La reforma tributaria de 1986, aprobada durante el gobierno conservador de Belisario Betancur, fue precisamente la que abolió el impuesto a los dividendos. Treinta años después se rompió el pacto entre las elites para no cobrarlo por Santos II, pero con unas tasas irrisorias de 5 y 10 % que se podían evadir fácilmente. En Europa estas tasas tienden a estar por encima del 40 %. En Estados Unidos era de 33 % sobre las utilidades de las empresas y una máxima de 45,6 % a los dividendos. El señor Trump redujo el gravamen a las empresas al 21 % para 2018, pero no tocó el de los dividendos. En Chile y México la tasa es de 29 % para el reparto de utilidades.

Al eximir los dividendos de impuestos, el incentivo se torna perverso: una mayor parte de las utilidades se reparte para escapar al gravamen, las empresas se descapitalizan y sus dueños la gasta en consumo de lujo, adquieren segundas viviendas en Cartagena, Santa Marta, Miami, Nueva York y Madrid o las invierten fuera del país. Se estimula así la canibalización del capital de las firmas y su mayor endeudamiento, al contar con menos recursos propios para invertir e incluso para operar.

Durante estos 30 años el país se desindustrializó, quizás en parte porque no se fomentó el ahorro y la inversión de las firmas, aunque también por la renta petrolera que fue perjudicial para las empresas industriales y agropecuarias al revaluar el peso que las perjudicó. En todo caso, la política tributaria dio la señal a los ricos de que era mejor dilapidar que invertir en sus empresas.

Extracto de datos:
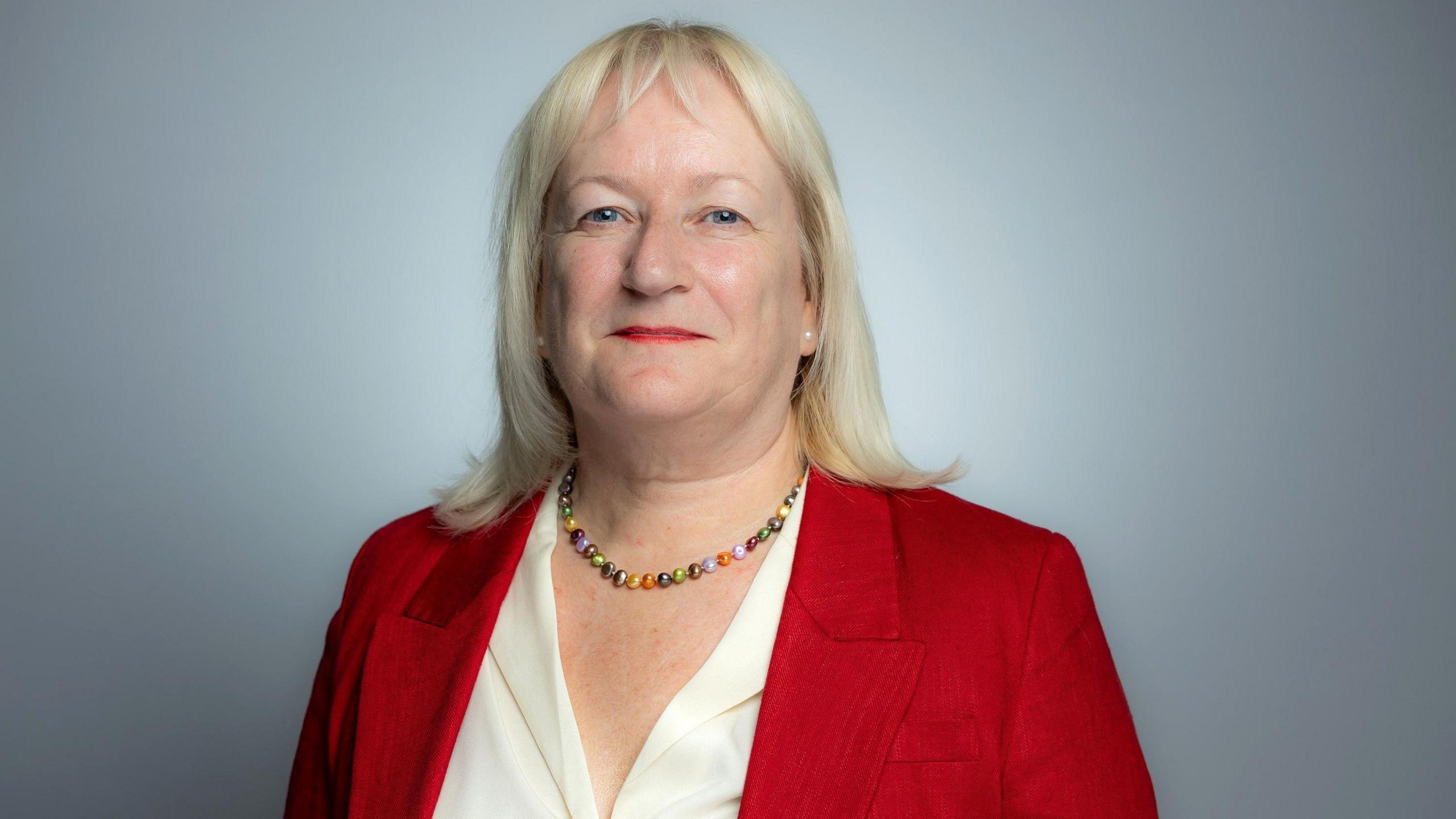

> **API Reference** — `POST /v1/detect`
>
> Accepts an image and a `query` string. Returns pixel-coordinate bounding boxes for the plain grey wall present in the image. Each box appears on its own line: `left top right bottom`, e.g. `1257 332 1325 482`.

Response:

Lo que se pide:
Copia el texto sobre los dividendos desde "Durante estos 30" hasta "en sus empresas.", ambos incluidos, y cambia "la política tributaria" por "la política fiscal".

Respuesta al ejercicio:
Durante estos 30 años el país se desindustrializó, quizás en parte porque no se fomentó el ahorro y la inversión de las firmas, aunque también por la renta petrolera que fue perjudicial para las empresas industriales y agropecuarias al revaluar el peso que las perjudicó. En todo caso, la política fiscal dio la señal a los ricos de que era mejor dilapidar que invertir en sus empresas.